:: Die Aufgabe ::
Gib den Abschnitt des Seitentexts von „Gerade in einer“ bis einschließlich „unterschiedliche Lebensrealitäten abbilden.“ wörtlich wieder.

Eine transparente und diversitätsbewusste Gestaltung dieser Prozesse
ist jedoch essenziell, um sicherzustellen, dass möglichst alle Aspekte in
Unterrichtsmaterialien angemessen repräsentiert sind.
Gerade in einer zunehmend diversen Gesellschaft ist es entscheidend, dass
Schulbücher diskriminierungskritisch gestaltet sind, stereotype
Darstellungen vermeiden und unterschiedliche Lebensrealitäten abbilden.
Der Gesetzgeber selbst verlangt in § 9 Abs. 1 Z 1
der entsprechenden Verordnung explizit die Berücksichtigung von
Geschlechtergleichstellung, Antidiskriminierung und Vielfalt – auf Wort-
und Bildebene. Dennoch ist zu beobachten, dass stereotype
Narrative auch heute noch in Unterrichtsmaterialien enthalten sind –
insbesondere bei sensiblen Themen wie Rassismus, Kolonialgeschichte oder Geschlechterrollen.
Hier stellt sich
die Frage, ob die bestehenden Kontrollmechanismen ausreichen und ob die
Diversität innerhalb der begutachtenden Kommissionen selbst diesem
Anspruch gerecht wird.

:: Gezeigtes Material ::
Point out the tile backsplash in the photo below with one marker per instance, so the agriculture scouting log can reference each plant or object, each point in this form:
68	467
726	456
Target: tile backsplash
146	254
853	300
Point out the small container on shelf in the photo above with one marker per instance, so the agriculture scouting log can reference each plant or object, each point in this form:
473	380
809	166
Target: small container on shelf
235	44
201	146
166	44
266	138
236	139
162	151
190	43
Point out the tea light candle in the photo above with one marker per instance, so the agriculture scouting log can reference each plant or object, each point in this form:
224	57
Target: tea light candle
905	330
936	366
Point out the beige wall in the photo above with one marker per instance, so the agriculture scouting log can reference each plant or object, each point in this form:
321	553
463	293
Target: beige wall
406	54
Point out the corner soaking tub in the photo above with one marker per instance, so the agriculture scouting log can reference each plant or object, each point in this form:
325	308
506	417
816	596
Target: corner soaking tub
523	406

* * *

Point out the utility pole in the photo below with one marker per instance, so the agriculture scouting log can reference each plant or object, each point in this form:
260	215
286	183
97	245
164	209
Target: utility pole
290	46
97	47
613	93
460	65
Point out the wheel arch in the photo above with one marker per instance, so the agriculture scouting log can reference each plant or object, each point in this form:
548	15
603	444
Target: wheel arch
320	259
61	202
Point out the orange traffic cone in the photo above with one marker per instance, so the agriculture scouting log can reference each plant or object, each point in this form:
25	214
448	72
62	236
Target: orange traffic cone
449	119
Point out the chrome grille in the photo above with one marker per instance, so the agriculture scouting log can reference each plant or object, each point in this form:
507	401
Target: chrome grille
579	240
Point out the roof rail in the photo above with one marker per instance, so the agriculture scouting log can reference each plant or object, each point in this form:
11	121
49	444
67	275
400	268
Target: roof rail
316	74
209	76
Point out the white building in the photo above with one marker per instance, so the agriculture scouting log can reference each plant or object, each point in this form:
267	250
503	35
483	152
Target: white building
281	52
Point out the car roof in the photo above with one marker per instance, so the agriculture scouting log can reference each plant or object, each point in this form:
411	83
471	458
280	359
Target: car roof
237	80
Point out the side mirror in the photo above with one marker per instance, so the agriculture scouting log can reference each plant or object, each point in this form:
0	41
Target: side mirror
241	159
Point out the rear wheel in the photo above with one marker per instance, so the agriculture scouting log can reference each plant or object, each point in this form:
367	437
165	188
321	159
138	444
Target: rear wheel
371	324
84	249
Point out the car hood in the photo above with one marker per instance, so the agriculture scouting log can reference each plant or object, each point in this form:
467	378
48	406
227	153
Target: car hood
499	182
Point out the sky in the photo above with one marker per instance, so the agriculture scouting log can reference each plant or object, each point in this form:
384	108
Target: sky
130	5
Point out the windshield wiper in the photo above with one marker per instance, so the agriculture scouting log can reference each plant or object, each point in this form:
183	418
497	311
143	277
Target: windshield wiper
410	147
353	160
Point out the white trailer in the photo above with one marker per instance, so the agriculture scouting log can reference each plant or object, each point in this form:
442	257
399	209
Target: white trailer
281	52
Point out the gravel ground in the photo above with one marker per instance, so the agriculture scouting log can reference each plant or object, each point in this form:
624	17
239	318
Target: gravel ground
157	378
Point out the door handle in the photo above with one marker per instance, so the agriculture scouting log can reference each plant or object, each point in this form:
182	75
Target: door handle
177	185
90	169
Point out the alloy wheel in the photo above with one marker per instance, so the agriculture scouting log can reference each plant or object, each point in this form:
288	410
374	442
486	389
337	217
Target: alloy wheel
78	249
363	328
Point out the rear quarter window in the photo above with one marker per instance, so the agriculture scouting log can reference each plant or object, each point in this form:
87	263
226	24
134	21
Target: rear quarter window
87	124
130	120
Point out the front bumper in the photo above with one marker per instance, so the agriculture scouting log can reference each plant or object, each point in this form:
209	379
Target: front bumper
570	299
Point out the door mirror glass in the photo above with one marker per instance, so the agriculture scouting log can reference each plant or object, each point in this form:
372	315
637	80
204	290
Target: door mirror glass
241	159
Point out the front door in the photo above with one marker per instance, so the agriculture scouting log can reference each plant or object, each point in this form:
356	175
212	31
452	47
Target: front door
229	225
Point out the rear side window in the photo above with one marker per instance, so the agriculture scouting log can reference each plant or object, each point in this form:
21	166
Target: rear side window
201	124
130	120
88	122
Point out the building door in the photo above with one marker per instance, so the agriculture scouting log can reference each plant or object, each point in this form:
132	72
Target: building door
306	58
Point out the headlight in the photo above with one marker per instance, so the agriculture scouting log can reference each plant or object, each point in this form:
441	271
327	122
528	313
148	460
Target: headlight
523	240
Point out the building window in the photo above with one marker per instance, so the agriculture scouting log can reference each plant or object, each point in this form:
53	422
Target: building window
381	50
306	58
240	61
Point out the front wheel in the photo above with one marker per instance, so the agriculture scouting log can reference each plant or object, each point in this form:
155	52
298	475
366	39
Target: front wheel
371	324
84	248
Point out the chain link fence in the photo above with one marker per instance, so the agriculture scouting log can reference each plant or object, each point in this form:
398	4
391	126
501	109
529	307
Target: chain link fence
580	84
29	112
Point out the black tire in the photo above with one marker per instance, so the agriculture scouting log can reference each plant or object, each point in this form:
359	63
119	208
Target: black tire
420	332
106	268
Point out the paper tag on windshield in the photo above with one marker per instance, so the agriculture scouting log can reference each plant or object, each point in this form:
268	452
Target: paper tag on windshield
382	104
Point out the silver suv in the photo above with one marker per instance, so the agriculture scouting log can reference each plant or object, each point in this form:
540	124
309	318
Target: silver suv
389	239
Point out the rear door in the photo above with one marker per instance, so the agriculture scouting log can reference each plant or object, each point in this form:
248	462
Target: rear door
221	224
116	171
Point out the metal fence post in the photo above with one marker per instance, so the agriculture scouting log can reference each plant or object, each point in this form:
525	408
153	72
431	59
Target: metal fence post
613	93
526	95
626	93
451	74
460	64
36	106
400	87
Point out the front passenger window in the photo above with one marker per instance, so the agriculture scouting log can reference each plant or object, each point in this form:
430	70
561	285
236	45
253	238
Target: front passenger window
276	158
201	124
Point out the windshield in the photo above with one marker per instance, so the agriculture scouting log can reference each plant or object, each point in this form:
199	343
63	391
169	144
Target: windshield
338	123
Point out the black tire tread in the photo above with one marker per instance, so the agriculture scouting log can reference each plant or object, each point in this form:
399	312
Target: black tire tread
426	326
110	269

==

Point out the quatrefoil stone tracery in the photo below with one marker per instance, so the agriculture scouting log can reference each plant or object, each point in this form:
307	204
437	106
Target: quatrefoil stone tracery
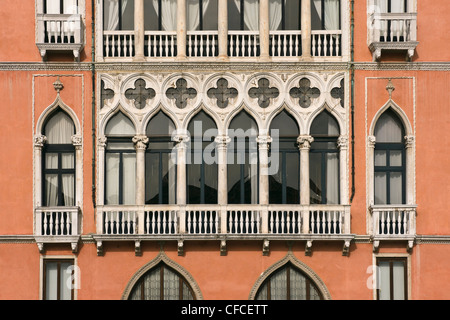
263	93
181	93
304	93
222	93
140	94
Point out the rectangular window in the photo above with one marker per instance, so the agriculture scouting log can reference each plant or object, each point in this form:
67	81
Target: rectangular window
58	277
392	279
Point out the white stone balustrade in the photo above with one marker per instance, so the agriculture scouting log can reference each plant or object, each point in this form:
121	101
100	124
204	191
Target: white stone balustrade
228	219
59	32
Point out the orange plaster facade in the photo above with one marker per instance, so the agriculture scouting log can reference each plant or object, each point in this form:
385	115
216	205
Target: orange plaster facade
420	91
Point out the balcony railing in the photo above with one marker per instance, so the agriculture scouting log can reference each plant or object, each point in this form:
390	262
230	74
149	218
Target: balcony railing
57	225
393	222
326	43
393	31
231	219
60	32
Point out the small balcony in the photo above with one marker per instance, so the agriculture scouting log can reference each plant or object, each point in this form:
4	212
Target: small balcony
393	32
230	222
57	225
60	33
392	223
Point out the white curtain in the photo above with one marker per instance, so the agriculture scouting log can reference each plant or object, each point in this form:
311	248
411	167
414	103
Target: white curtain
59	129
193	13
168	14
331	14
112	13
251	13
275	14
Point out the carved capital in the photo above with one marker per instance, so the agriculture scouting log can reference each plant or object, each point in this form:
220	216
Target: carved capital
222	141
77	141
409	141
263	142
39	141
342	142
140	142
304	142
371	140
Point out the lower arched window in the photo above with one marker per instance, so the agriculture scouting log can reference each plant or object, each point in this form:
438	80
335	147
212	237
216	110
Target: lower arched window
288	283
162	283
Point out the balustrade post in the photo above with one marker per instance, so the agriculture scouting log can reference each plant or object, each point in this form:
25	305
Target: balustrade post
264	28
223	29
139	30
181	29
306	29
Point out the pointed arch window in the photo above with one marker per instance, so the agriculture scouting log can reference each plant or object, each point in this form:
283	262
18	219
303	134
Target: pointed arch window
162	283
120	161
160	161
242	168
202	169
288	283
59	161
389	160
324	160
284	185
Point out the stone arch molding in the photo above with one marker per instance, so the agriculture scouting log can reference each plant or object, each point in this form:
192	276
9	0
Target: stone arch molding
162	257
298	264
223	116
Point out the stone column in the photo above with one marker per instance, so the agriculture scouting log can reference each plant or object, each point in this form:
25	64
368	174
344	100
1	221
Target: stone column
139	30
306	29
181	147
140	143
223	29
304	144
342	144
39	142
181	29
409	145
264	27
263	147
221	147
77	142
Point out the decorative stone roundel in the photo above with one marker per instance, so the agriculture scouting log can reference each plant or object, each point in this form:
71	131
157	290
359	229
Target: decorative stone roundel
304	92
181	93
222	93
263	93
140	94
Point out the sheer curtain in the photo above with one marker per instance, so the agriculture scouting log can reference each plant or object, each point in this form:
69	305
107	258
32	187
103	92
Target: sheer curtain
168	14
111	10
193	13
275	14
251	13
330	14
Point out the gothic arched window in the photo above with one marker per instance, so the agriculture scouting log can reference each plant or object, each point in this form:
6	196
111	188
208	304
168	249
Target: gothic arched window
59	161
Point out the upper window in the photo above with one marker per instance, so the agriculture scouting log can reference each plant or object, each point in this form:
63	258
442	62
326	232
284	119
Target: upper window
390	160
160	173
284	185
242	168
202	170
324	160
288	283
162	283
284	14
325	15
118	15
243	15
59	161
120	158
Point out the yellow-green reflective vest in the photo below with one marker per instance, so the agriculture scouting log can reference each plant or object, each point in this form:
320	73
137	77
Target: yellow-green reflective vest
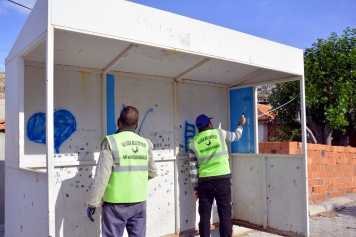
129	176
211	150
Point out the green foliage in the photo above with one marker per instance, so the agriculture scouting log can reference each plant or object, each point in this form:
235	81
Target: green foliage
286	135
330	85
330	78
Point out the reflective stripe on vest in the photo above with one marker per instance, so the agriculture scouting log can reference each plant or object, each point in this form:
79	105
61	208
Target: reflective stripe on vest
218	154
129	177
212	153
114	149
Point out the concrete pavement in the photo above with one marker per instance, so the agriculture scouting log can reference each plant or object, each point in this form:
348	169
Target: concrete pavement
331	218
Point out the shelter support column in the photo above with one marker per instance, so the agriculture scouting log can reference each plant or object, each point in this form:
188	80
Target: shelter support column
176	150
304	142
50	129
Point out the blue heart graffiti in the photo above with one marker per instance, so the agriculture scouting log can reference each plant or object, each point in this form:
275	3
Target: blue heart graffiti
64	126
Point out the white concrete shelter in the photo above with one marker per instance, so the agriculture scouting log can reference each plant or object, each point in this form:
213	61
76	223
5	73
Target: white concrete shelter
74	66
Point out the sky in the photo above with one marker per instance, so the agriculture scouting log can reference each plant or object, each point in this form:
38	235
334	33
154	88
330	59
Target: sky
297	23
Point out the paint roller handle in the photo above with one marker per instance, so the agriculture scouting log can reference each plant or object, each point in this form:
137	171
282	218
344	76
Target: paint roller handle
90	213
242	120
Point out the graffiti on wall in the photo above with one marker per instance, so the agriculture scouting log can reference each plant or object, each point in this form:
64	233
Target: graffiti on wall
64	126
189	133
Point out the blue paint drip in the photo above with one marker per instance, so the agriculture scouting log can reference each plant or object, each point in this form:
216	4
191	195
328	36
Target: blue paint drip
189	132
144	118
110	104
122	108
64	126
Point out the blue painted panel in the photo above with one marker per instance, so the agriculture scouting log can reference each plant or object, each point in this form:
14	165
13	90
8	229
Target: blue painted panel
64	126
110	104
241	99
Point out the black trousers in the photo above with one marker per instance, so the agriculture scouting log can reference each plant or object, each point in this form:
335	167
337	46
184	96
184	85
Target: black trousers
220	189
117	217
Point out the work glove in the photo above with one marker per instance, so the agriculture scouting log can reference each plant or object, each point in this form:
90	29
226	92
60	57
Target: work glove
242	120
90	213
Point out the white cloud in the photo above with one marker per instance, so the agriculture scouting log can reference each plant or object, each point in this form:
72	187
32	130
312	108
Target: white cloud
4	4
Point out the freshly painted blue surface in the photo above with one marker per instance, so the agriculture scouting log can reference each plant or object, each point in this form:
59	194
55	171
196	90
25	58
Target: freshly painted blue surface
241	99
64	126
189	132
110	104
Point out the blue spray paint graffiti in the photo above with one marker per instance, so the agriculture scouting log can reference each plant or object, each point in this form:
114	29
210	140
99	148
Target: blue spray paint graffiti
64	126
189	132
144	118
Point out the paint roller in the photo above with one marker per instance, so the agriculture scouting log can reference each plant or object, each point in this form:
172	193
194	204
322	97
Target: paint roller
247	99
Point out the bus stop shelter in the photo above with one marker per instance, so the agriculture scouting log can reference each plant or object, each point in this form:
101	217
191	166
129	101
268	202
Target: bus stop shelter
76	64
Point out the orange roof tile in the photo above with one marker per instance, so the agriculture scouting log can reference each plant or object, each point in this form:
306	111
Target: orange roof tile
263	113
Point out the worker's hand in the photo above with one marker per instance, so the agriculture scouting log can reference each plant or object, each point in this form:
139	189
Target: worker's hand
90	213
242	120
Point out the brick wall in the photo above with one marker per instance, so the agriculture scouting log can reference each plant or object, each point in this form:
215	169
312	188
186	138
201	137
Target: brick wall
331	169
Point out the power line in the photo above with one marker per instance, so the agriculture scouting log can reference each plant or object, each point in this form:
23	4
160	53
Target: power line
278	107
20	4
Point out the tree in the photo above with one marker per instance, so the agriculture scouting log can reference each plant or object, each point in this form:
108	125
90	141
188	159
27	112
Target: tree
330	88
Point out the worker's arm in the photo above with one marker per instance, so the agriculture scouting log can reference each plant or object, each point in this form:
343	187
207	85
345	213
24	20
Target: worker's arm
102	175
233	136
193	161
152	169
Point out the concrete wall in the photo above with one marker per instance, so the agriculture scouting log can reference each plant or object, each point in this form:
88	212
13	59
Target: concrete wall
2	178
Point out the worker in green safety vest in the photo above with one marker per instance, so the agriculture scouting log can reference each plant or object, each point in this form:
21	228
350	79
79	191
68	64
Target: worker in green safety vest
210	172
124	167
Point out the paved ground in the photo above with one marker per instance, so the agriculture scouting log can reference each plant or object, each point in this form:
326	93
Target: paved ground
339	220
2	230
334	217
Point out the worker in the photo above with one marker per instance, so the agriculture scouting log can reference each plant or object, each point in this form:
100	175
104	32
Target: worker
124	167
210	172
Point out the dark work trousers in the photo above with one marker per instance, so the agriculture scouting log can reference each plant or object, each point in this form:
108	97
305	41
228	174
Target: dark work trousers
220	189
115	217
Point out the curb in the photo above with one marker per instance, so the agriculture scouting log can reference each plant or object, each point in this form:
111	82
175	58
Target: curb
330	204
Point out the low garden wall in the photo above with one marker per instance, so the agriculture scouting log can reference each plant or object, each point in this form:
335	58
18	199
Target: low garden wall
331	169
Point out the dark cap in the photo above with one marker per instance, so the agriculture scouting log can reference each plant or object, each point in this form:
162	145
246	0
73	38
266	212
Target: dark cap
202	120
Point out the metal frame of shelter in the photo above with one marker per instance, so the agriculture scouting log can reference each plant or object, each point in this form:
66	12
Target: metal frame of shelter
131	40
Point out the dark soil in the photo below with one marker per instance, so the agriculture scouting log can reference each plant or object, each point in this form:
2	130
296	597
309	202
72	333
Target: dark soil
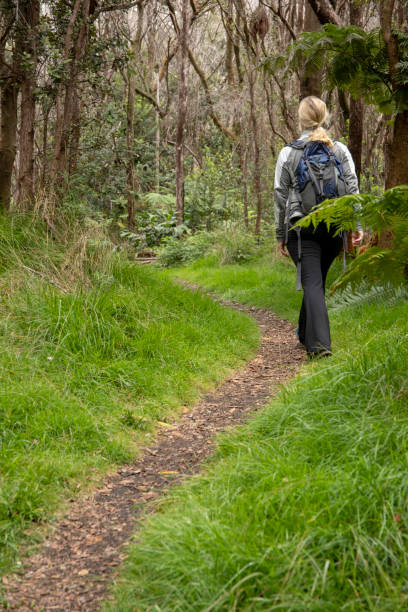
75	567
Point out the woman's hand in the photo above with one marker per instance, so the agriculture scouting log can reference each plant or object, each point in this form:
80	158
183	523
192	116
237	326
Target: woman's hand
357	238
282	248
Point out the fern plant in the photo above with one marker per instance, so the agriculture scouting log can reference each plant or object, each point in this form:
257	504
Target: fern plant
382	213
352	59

:: Ergebnis ::
Gerade in einer zunehmend diversen Gesellschaft ist es entscheidend, dass
Schulbücher diskriminierungskritisch gestaltet sind, stereotype
Darstellungen vermeiden und unterschiedliche Lebensrealitäten abbilden.